(WHAT YOU HAVE TO DO): Every record must be copied exactly.

(Saved entries)
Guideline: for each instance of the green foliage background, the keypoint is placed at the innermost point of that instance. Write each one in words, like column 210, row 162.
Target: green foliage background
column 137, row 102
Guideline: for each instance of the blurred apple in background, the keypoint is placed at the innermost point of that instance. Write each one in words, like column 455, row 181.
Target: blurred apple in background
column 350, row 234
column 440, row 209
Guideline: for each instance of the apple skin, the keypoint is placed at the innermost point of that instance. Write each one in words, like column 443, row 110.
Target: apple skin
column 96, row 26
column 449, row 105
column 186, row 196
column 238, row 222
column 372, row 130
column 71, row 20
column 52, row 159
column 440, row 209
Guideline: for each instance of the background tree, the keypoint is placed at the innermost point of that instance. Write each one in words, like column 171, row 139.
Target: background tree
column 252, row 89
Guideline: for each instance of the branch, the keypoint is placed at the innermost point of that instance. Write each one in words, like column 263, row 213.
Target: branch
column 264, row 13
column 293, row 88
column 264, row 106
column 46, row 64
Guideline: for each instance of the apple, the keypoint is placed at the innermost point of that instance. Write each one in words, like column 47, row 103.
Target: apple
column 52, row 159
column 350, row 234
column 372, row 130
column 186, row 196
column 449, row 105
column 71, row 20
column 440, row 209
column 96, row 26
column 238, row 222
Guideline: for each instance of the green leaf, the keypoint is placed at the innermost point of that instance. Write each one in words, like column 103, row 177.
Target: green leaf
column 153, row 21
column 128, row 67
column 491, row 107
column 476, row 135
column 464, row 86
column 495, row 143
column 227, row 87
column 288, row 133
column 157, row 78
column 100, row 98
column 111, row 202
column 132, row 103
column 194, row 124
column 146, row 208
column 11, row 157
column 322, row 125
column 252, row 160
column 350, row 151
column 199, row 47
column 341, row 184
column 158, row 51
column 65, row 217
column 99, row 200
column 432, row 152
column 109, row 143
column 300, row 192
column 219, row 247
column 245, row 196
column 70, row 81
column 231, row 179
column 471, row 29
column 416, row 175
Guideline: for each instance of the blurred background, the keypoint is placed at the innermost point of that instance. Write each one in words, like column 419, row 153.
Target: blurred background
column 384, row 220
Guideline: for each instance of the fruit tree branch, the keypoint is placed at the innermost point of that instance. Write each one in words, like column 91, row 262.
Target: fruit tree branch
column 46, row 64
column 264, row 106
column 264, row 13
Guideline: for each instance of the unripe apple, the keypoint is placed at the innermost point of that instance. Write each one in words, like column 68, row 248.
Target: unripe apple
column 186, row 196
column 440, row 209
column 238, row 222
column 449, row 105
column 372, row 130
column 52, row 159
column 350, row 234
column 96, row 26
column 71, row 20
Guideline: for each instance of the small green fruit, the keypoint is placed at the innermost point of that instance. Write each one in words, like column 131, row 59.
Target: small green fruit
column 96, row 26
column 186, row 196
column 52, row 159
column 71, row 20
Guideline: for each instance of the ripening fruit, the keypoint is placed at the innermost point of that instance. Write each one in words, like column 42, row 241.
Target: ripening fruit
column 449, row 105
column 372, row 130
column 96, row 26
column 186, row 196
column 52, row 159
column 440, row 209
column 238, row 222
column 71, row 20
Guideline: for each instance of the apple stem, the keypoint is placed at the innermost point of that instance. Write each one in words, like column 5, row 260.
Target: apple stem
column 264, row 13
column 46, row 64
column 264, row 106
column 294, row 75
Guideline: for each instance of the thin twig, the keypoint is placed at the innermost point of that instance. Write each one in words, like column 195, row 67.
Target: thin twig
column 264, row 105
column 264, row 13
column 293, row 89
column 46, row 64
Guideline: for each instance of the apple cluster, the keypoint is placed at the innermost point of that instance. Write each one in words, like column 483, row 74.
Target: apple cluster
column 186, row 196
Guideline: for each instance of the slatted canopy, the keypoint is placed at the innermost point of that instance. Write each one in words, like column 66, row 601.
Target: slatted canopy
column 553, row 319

(TASK OUTPUT):
Guideline: for each instance of the green foliage background, the keypoint is placed at the innermost point of that instance. Write each one in words, like column 210, row 162.
Target: green foliage background
column 137, row 102
Guideline: for each instance of the blurred apple in background, the keypoint is placed at the innermost point of that instance. Write each one in words, like column 455, row 181.
Target: blurred apple in background
column 350, row 234
column 440, row 209
Guideline: for each instance of the apple skin, the keypoint is placed at the innermost point of that instance. Write each one in words, like column 443, row 110.
Target: apple skin
column 96, row 26
column 449, row 105
column 186, row 196
column 238, row 222
column 372, row 130
column 71, row 20
column 52, row 159
column 440, row 209
Guideline: for each instance of the background tree, the keypoint is placed at the innermost point of that instance. Write each one in words, like column 171, row 139.
Target: background tree
column 252, row 89
Guideline: for each instance of the branch, the keypoint is placed at the innermost point of that instance. Write each one in words, like column 263, row 213.
Target: branch
column 264, row 13
column 293, row 88
column 264, row 106
column 46, row 64
Guideline: for each instance of the apple, the keypoint is placed at the innermost point of that instance. Write each one in words, like column 47, row 103.
Target: apple
column 52, row 159
column 350, row 234
column 372, row 130
column 186, row 196
column 449, row 105
column 71, row 20
column 440, row 209
column 96, row 26
column 238, row 222
Guideline: for each instance of the green leaf, the keypoint is placed at the innermost point of that instance. Write each one in words, like column 103, row 177.
Target: green leaf
column 153, row 21
column 128, row 67
column 491, row 107
column 476, row 135
column 464, row 86
column 495, row 143
column 227, row 87
column 288, row 133
column 157, row 78
column 100, row 98
column 111, row 202
column 132, row 103
column 194, row 124
column 146, row 208
column 11, row 157
column 322, row 125
column 252, row 160
column 350, row 151
column 199, row 47
column 341, row 184
column 158, row 51
column 65, row 217
column 99, row 200
column 432, row 152
column 109, row 143
column 300, row 192
column 219, row 247
column 245, row 196
column 70, row 81
column 231, row 179
column 471, row 29
column 416, row 175
Guideline: for each instance of the blurred background, the keypoint is placed at the innermost point of that instance. Write each one in words, like column 419, row 153.
Target: blurred background
column 384, row 220
Guideline: for each instance of the fruit tree branch, the keypoint is placed at the innermost point of that instance. Write each one in words, like column 91, row 262.
Target: fruit tree branch
column 46, row 64
column 264, row 106
column 264, row 13
Guideline: for each instance of the unripe apple, the keypoint is placed at the innermost point of that instance. Write each one in words, like column 68, row 248.
Target: unripe apple
column 186, row 196
column 440, row 209
column 238, row 222
column 449, row 105
column 372, row 130
column 52, row 159
column 350, row 234
column 96, row 26
column 71, row 20
Guideline: for each instance of the small green fruit, the keypoint is placed at the innermost point of that instance. Write each one in words, like column 131, row 59.
Target: small green fruit
column 96, row 26
column 186, row 196
column 52, row 159
column 71, row 20
Guideline: for each instance of the ripening fruit, the keypoint is placed at the innermost point of that instance. Write each one in words, like column 42, row 241.
Target: ripening fruit
column 449, row 105
column 372, row 130
column 96, row 26
column 186, row 196
column 52, row 159
column 440, row 209
column 238, row 222
column 71, row 20
Guideline: for each instance of the apple stem, the keypoint is placed at the innermost point of that instance. Write each one in words, like column 5, row 260.
Target: apple stem
column 264, row 13
column 46, row 64
column 264, row 106
column 294, row 75
Guideline: for each instance of the thin twig, the keypoint is placed at the innermost point of that instance. Write each one in words, like column 195, row 67.
Target: thin twig
column 264, row 105
column 264, row 13
column 293, row 89
column 46, row 64
Guideline: for each instance of the apple cluster, the keypoint is placed at the innermost point of that instance. Write each one in words, like column 483, row 74.
Target: apple cluster
column 186, row 196
Guideline: for each instance of the slatted canopy, the keypoint is placed at the innermost point of that instance. Write each one in words, like column 66, row 601.
Target: slatted canopy
column 553, row 319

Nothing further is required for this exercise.